### Task prompt
Return nothing but the lines from the line containing "TARGET = high-rise apartment building" through the last line of the records, reproduced exactly.

### Entries shown
___

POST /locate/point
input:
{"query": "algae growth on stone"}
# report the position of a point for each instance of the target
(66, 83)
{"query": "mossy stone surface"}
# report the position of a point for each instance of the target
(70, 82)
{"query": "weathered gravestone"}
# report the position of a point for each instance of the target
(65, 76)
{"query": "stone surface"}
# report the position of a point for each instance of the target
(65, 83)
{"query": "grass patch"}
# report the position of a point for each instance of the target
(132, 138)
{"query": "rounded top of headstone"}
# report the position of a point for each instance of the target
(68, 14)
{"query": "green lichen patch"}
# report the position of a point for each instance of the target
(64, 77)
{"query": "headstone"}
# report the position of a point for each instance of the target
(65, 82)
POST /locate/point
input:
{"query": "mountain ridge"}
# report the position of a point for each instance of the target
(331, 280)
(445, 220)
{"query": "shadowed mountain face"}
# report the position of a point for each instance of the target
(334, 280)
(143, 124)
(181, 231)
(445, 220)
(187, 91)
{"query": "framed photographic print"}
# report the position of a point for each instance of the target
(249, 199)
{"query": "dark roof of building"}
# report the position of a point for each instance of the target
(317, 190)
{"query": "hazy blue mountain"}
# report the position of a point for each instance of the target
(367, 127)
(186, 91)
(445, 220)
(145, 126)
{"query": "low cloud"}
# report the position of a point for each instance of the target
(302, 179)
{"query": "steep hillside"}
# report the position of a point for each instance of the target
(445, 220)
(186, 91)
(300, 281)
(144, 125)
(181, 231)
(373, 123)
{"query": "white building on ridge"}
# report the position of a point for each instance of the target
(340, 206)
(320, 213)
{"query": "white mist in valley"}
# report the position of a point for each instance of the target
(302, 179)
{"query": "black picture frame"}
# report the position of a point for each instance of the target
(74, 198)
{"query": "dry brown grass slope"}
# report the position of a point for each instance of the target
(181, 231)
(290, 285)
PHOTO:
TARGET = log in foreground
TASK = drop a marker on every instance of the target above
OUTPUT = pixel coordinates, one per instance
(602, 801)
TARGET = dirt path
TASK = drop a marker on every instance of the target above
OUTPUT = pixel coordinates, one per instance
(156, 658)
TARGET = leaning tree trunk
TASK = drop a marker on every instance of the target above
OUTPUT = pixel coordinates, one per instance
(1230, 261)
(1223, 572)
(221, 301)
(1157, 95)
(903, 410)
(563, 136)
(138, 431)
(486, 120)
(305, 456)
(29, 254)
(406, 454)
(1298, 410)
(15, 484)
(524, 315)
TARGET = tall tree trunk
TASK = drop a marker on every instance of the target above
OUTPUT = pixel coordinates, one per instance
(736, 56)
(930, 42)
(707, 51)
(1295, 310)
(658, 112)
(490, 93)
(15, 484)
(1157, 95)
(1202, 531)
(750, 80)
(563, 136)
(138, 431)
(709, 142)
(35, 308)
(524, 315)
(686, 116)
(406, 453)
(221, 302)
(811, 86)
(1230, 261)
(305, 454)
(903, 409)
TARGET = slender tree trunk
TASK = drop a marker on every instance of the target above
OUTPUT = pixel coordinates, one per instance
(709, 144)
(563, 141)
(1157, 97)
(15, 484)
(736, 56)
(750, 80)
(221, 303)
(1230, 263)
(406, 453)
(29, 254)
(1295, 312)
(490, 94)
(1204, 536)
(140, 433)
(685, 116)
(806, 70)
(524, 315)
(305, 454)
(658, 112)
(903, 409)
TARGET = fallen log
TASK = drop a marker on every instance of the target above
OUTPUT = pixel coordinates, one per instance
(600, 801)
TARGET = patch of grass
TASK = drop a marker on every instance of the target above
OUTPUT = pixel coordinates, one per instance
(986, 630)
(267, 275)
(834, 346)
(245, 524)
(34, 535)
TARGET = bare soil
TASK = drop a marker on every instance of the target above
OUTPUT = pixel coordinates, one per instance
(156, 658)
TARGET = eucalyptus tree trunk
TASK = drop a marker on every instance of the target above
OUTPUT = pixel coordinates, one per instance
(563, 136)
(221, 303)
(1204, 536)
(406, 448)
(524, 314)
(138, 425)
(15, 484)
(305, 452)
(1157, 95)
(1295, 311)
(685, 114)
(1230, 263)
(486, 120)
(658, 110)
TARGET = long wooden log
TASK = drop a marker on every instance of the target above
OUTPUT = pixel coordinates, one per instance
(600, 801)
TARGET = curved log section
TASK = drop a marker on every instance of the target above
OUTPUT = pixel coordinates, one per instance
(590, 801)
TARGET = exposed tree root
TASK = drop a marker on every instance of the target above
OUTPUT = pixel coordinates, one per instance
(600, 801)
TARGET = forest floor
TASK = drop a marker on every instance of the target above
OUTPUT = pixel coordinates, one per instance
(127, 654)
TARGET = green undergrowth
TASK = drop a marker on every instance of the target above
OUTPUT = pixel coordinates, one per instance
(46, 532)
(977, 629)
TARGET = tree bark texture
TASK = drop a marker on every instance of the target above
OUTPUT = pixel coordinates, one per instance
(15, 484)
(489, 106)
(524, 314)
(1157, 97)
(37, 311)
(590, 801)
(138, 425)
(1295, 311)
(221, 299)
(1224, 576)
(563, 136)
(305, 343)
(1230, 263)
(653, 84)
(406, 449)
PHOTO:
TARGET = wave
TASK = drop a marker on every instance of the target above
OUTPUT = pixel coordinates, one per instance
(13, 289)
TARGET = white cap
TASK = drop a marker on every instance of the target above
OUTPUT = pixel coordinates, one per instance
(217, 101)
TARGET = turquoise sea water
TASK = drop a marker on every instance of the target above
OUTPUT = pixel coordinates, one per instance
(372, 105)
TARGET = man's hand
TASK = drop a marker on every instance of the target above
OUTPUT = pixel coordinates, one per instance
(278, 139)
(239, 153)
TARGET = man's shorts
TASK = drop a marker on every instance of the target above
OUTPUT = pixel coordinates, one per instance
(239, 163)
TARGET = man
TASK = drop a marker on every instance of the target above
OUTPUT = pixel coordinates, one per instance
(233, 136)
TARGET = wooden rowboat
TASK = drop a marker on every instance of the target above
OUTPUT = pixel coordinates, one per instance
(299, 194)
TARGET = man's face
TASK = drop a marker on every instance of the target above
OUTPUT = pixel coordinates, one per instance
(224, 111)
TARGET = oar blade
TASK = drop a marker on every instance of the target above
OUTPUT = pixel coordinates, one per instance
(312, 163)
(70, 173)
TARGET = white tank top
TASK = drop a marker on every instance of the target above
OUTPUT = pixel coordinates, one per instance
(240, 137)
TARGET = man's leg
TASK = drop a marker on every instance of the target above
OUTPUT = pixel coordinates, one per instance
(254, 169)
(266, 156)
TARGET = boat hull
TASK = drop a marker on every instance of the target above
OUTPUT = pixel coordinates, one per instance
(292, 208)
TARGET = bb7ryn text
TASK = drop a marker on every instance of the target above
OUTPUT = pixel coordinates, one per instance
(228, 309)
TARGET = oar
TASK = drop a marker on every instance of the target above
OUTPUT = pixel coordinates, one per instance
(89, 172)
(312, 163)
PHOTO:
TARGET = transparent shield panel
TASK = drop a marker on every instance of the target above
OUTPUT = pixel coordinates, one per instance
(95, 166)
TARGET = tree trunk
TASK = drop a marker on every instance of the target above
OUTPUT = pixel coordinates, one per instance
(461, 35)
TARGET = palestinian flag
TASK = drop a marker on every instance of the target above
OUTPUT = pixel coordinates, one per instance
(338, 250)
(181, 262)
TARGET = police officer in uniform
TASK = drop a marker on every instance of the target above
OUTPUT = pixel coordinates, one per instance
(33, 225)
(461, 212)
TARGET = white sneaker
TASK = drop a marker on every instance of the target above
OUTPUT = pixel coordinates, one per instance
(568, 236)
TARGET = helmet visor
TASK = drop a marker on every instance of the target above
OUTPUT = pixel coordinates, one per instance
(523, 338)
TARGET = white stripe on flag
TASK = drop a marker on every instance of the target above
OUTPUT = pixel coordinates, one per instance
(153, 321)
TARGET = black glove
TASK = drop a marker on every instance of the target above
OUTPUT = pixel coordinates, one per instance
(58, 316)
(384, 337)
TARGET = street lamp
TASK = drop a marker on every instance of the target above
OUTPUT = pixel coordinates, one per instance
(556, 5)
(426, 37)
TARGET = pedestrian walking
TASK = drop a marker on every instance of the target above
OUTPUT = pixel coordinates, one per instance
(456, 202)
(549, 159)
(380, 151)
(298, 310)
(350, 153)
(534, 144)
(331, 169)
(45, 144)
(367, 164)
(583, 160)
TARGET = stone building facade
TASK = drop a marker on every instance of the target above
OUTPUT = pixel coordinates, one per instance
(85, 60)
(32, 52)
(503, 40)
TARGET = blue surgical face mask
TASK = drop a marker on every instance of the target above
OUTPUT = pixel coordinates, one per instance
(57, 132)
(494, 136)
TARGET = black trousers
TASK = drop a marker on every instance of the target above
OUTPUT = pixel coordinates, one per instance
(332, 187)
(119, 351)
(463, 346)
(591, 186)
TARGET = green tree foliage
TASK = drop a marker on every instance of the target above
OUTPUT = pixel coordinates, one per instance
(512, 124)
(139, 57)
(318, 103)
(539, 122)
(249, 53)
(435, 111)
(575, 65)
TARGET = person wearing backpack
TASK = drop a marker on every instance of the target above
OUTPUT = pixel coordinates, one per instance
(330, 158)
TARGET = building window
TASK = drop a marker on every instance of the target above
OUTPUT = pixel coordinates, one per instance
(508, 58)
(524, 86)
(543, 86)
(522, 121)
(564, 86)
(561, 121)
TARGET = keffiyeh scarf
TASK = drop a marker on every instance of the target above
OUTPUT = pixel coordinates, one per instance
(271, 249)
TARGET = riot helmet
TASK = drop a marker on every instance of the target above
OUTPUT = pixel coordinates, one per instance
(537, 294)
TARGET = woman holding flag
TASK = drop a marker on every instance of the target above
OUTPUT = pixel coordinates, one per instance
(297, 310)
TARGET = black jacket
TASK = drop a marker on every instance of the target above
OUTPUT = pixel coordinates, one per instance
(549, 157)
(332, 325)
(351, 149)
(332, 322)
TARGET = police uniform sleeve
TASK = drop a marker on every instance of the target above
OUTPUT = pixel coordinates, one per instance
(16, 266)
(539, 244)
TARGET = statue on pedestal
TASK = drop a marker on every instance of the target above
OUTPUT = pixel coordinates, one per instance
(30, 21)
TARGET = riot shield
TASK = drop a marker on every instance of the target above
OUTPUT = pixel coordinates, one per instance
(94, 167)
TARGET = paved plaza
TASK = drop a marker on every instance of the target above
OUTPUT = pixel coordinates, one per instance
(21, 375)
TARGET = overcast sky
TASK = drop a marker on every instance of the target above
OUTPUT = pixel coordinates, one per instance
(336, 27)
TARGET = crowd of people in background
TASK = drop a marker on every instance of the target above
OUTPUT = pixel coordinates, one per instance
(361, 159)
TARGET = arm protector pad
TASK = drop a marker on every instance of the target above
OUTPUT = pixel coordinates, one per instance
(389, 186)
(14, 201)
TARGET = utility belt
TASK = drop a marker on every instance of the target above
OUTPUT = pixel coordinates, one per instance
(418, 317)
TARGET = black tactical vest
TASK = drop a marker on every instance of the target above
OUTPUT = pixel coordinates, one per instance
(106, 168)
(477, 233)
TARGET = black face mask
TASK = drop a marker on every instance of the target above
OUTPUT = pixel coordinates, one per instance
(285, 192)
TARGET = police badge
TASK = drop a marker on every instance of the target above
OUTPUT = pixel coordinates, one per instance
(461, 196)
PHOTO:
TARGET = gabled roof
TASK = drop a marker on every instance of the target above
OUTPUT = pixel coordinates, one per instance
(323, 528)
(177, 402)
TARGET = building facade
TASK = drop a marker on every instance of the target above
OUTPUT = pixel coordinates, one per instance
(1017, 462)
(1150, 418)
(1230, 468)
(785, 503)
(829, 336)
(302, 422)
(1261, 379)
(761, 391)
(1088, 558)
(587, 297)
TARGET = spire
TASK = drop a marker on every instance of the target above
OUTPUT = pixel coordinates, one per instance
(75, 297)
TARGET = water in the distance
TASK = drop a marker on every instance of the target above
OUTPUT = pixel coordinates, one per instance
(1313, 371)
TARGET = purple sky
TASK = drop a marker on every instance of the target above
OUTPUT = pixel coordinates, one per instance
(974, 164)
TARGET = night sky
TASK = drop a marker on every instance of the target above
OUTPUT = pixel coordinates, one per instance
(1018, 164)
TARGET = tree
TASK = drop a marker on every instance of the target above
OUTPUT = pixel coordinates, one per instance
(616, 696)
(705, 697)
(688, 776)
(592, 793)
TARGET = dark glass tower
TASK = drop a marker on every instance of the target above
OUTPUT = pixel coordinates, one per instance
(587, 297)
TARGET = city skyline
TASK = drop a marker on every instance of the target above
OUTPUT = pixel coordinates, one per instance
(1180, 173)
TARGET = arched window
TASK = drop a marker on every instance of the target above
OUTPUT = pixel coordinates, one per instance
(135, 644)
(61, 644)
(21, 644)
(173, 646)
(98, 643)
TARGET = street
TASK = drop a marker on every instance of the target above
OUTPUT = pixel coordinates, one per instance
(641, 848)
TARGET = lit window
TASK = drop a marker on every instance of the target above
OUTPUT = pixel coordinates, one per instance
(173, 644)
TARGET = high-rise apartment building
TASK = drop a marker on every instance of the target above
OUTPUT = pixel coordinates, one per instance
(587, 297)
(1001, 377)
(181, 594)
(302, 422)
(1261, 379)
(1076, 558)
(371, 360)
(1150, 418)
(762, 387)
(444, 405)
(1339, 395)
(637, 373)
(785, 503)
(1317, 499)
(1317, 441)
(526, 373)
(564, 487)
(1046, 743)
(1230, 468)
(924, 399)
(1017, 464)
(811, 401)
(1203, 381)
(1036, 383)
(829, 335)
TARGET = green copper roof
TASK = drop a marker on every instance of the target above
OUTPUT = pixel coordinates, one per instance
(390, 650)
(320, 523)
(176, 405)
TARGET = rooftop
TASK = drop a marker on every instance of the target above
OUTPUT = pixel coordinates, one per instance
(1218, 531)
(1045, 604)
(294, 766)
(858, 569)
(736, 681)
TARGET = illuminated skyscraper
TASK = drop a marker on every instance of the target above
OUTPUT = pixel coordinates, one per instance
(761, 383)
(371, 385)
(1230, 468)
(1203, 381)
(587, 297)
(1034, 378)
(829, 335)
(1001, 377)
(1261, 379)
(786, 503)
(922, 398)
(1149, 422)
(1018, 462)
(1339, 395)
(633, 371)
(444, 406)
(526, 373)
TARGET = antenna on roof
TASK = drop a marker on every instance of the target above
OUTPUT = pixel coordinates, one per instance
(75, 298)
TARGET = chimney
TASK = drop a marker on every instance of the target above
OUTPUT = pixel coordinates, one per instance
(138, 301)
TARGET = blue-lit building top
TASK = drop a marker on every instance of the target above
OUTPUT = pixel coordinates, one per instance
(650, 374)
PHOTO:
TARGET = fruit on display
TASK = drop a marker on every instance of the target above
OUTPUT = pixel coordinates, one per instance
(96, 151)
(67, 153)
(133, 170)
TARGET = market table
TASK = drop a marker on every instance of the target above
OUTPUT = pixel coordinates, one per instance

___

### Reply
TARGET = high-rise apartment building
TASK = drop a marker on every instance of the target above
OUTPUT = pixel coordinates, one per instance
(587, 297)
(1001, 377)
(181, 594)
(302, 422)
(1261, 379)
(1076, 558)
(371, 360)
(1150, 418)
(762, 387)
(444, 405)
(1339, 395)
(637, 373)
(785, 503)
(1317, 499)
(1317, 441)
(526, 373)
(564, 487)
(1046, 743)
(1230, 468)
(924, 399)
(1017, 464)
(811, 401)
(1203, 381)
(1036, 383)
(829, 335)
TARGET = green copper roof
TASK = drop a marker on every instance of the target above
OUTPUT = pixel coordinates, one per instance
(390, 650)
(320, 523)
(176, 405)
TARGET = rooftop
TASK = drop a marker on every instance of the target above
OUTPUT = pixel coordinates, one per instance
(1218, 531)
(1045, 604)
(294, 766)
(858, 569)
(736, 681)
TARGET = illuminated skyscraper
TASK = drop a marker on every instance of the target above
OUTPUT = pixel coordinates, one per instance
(761, 383)
(371, 385)
(1230, 468)
(1203, 381)
(587, 297)
(1034, 378)
(829, 335)
(1001, 377)
(1261, 379)
(786, 503)
(922, 398)
(1149, 422)
(1018, 462)
(1339, 395)
(633, 371)
(444, 406)
(526, 373)
TARGET = antenna on roof
TASK = drop a marker on every instance of the target above
OUTPUT = pixel coordinates, one per instance
(75, 298)
TARGET = chimney
TASK = drop a marker on every instance of the target above
OUTPUT = pixel coordinates, one per instance
(138, 301)
TARGET = blue-lit building top
TASK = drop a marker on every instance of the target above
OUTPUT = pixel coordinates, one per instance
(650, 374)
PHOTO:
TARGET = fruit on display
TASK = drop a marker on every instance of the target above
OUTPUT = pixel coordinates, one per instance
(96, 151)
(67, 153)
(133, 170)
TARGET = market table
TASK = drop a marker on every instance of the target above
OUTPUT = pixel coordinates, one per instance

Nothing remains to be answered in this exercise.